◆ Stored items ◆

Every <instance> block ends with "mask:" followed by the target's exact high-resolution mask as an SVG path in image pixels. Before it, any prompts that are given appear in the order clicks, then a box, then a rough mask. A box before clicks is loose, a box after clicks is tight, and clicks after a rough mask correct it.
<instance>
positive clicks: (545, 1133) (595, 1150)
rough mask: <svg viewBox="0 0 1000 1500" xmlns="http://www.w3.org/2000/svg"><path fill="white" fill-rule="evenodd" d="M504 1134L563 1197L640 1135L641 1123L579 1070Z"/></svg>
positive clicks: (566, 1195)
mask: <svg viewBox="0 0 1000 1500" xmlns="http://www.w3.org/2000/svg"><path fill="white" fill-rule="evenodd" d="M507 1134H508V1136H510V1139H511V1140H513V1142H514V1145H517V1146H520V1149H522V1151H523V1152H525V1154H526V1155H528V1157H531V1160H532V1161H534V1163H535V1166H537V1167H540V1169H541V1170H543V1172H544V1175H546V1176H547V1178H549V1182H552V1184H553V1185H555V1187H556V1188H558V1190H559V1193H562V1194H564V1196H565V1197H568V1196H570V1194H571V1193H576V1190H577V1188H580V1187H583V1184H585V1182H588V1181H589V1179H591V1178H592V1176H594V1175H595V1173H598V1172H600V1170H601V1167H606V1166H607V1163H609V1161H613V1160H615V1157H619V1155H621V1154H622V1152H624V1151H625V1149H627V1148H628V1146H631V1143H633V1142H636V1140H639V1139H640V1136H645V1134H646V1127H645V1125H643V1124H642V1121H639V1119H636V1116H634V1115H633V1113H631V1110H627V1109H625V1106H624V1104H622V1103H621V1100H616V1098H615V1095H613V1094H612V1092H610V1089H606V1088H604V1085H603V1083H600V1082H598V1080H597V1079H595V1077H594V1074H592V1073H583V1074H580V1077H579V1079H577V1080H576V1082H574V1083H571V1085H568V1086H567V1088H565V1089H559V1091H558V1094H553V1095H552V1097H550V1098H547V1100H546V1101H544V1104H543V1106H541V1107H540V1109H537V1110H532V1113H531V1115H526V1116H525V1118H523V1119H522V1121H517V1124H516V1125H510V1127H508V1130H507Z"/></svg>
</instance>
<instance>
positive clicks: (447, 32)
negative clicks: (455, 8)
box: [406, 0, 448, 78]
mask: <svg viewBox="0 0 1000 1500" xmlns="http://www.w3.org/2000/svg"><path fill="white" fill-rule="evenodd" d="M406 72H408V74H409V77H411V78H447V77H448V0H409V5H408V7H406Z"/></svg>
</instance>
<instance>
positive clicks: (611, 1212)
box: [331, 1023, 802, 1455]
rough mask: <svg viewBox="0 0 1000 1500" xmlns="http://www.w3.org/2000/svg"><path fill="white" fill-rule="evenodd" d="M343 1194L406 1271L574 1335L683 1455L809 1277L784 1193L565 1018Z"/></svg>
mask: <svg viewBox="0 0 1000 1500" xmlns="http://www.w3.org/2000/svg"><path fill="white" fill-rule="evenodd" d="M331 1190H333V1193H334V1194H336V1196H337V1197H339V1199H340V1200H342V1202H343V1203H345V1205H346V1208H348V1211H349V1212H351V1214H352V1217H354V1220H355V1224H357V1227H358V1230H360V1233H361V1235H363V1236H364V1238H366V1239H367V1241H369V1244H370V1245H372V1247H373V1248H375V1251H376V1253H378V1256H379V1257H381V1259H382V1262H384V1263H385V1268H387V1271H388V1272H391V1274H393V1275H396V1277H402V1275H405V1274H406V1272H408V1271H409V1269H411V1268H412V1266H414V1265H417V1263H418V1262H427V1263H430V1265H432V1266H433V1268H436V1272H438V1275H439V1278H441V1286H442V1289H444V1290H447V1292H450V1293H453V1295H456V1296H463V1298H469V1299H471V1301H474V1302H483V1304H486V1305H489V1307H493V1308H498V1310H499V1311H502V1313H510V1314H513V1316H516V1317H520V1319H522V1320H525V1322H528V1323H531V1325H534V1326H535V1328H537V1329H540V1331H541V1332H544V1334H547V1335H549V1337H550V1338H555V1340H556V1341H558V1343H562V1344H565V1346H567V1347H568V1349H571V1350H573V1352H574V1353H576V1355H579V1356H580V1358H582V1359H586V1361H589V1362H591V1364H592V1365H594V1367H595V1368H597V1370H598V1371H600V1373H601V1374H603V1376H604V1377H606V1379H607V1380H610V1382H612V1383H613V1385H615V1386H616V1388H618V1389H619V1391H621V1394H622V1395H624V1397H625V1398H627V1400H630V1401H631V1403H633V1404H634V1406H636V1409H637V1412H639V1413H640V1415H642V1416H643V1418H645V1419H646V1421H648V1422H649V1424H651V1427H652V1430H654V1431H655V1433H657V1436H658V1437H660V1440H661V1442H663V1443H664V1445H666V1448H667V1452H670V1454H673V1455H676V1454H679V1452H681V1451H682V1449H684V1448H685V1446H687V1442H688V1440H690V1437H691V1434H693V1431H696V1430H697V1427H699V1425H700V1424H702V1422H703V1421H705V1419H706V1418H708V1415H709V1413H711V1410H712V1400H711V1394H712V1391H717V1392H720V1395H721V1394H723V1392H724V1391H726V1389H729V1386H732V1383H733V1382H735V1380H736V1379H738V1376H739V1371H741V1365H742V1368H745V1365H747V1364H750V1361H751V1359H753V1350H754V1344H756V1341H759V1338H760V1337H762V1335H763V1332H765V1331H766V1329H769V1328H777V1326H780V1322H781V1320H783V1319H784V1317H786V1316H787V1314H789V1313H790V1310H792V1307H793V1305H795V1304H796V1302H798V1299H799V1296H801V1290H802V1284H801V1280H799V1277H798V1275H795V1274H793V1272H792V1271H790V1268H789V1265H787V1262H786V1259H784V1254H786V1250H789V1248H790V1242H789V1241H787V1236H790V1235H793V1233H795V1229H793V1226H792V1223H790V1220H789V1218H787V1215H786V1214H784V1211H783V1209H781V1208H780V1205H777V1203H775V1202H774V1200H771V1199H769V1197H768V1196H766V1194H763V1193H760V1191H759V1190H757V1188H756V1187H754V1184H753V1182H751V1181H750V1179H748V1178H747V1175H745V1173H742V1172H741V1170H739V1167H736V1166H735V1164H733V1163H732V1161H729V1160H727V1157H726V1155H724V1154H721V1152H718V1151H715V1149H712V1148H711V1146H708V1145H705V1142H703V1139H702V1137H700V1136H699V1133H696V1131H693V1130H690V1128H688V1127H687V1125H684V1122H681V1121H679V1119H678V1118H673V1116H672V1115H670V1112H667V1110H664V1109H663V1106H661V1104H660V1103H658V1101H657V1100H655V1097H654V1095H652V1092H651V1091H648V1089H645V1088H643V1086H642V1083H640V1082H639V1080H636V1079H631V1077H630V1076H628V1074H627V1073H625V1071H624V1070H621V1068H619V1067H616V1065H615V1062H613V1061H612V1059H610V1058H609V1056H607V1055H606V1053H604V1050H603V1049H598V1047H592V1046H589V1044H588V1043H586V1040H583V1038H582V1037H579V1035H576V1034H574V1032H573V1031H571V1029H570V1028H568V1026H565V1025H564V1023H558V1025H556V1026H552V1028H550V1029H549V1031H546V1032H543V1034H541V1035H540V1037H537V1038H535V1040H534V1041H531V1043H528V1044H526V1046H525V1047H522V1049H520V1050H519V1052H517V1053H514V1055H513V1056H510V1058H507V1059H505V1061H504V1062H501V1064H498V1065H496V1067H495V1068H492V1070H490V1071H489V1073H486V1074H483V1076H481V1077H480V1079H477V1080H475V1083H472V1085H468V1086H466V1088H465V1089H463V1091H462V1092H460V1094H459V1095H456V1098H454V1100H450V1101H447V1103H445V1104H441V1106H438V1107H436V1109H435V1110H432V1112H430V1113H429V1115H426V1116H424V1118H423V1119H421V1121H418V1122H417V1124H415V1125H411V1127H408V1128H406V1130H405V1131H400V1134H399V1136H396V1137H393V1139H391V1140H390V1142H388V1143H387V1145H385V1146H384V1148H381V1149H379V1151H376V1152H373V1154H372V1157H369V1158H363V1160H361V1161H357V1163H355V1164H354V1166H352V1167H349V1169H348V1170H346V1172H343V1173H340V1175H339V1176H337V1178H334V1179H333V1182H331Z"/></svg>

◆ TASK TO COMPLETE ◆
Count the lines in the entries that contain the string "positive", treating uppercase and lowercase as different, and give only the number.

◆ RESPONSE BOX ◆
4